◆ Extracted records:
• • • •

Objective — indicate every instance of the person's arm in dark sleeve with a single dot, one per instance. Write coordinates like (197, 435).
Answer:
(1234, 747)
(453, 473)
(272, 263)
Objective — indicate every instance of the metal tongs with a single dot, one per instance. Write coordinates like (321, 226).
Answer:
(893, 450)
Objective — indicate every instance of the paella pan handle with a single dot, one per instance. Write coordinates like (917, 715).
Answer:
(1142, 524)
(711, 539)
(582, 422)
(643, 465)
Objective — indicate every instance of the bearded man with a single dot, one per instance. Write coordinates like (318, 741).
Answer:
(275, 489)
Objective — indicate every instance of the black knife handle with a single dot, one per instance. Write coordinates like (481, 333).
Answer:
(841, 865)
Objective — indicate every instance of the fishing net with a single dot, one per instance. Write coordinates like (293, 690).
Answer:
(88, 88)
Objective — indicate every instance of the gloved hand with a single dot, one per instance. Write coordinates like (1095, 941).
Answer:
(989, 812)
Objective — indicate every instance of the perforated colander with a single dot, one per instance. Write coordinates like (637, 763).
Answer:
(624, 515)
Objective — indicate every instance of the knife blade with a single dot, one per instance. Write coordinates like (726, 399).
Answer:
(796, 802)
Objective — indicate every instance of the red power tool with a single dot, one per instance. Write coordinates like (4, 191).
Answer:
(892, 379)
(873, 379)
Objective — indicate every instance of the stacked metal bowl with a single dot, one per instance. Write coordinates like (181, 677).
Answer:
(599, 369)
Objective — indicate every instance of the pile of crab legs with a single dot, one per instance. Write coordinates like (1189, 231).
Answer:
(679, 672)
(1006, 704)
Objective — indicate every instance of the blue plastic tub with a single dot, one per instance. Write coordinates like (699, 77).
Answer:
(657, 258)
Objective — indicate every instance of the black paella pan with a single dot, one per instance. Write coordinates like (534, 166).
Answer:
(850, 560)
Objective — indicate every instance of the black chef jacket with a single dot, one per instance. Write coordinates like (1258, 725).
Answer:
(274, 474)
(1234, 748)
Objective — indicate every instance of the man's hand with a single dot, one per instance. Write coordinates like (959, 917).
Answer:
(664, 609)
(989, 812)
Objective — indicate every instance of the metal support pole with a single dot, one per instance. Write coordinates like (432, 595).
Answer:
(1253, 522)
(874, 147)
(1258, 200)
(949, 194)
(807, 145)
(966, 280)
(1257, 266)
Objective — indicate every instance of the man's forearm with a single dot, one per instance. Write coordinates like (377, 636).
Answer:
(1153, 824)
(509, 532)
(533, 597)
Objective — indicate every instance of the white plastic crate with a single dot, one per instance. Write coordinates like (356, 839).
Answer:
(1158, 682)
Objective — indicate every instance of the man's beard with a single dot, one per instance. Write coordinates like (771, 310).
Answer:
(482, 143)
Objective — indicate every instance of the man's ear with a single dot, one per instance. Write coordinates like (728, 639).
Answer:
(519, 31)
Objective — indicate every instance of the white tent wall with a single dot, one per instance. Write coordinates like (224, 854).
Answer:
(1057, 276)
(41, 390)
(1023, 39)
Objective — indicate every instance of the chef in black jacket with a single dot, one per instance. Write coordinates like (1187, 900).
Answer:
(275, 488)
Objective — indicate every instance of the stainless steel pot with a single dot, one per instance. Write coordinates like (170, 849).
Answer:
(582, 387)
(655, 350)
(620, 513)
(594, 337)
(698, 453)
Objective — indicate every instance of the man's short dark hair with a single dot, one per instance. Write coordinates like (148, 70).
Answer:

• • • •

◆ What is needed: Return the material in full, exactly as shown.

◆ Solution:
Objective — indicate every instance of the person's arm in dark sleeve with a single dot, one per instance. Write coordinates like (197, 435).
Answer:
(1234, 747)
(453, 473)
(272, 263)
Objective — indicate every instance of the metal tongs with a single dot, one per instance. Write coordinates like (321, 226).
Answer:
(893, 450)
Objective — indicate every instance of the paella pan handle with a single dot, one per instance. Write coordinates like (917, 715).
Answer:
(1142, 524)
(711, 539)
(582, 422)
(643, 465)
Objective — indicate every instance of the bearded man with a single dot, one per instance. Write coordinates like (318, 741).
Answer:
(275, 489)
Objective — indicate every instance of the black knife handle with a single dot, one per instance. Write coordinates like (481, 333).
Answer:
(841, 865)
Objective — indicate every instance of the fishing net with a single dot, one per instance. Write coordinates like (293, 690).
Answer:
(88, 88)
Objective — indicate every instance of the gloved hand with a single dot, one per instance. Write coordinates like (1095, 941).
Answer:
(989, 812)
Objective — indicate every instance of the perforated colander with a single dot, one per instance. Write coordinates like (637, 763).
Answer:
(624, 515)
Objective — indicate every instance of the knife blade with a single dot, one per instance. Write coordinates like (726, 399).
Answer:
(796, 802)
Objective — indicate every instance of the red power tool with a single dot, one per instance. Write coordinates like (4, 191).
Answer:
(892, 379)
(873, 379)
Objective — indicate every instance of the stacked metal bowl with a single dot, one per instance. Write coordinates like (181, 677).
Answer:
(599, 369)
Objective — indicate every instance of the pile of crab legs with a single dot, one per instance. Write coordinates like (1189, 231).
Answer:
(679, 672)
(1006, 704)
Objective — indicate every instance of the blue plastic tub with a single dot, one per instance. Write coordinates like (699, 77).
Answer:
(657, 258)
Objective — indicate every instance of the black paella pan with a single dot, one per instance. Write coordinates like (534, 166).
Answer:
(850, 560)
Objective — indicate every instance of the black chef jacket with a single dot, one per instance. Write coordinates like (1258, 725).
Answer:
(274, 474)
(1234, 748)
Objective — indicate every instance of the man's hand with a single dot, one per instance. Write coordinates like (959, 917).
Answer:
(664, 609)
(989, 812)
Objective — indicate every instance of the metal support pole with a single dot, one per instance. Write coordinates like (432, 595).
Answer:
(1253, 522)
(874, 147)
(1258, 200)
(949, 194)
(807, 145)
(966, 280)
(1257, 266)
Objective — indicate every instance of the man's forearm with a single dot, one per instance. Write coordinates like (377, 636).
Answer:
(1153, 824)
(509, 532)
(533, 597)
Objective — indicate every instance of the white plastic crate with a single dot, one per instance. Write coordinates like (356, 839).
Answer:
(1158, 682)
Objective — indicate every instance of the man's beard with a single dot, one per instance. Write coordinates like (771, 310).
Answer:
(482, 143)
Objective — indicate every instance of the man's ear with a single dot, one per instance. Write coordinates like (728, 639).
Answer:
(519, 31)
Objective — indicate every instance of the white tent wall with a single dot, one per instance. Write coordinates like (224, 854).
Answer:
(1057, 276)
(41, 390)
(1023, 39)
Objective — indicate every instance of the chef in black jacket with a single dot, one per instance. Write coordinates like (1187, 900).
Answer:
(275, 488)
Objective — indicate every instance of the stainless steel pot with a single dot, one per instance. Write coordinates like (170, 849).
Answer:
(582, 387)
(655, 350)
(620, 513)
(594, 337)
(698, 453)
Objective — indicate every instance of the man's short dark hair with a single dot, one per instance. Write coordinates like (148, 70).
Answer:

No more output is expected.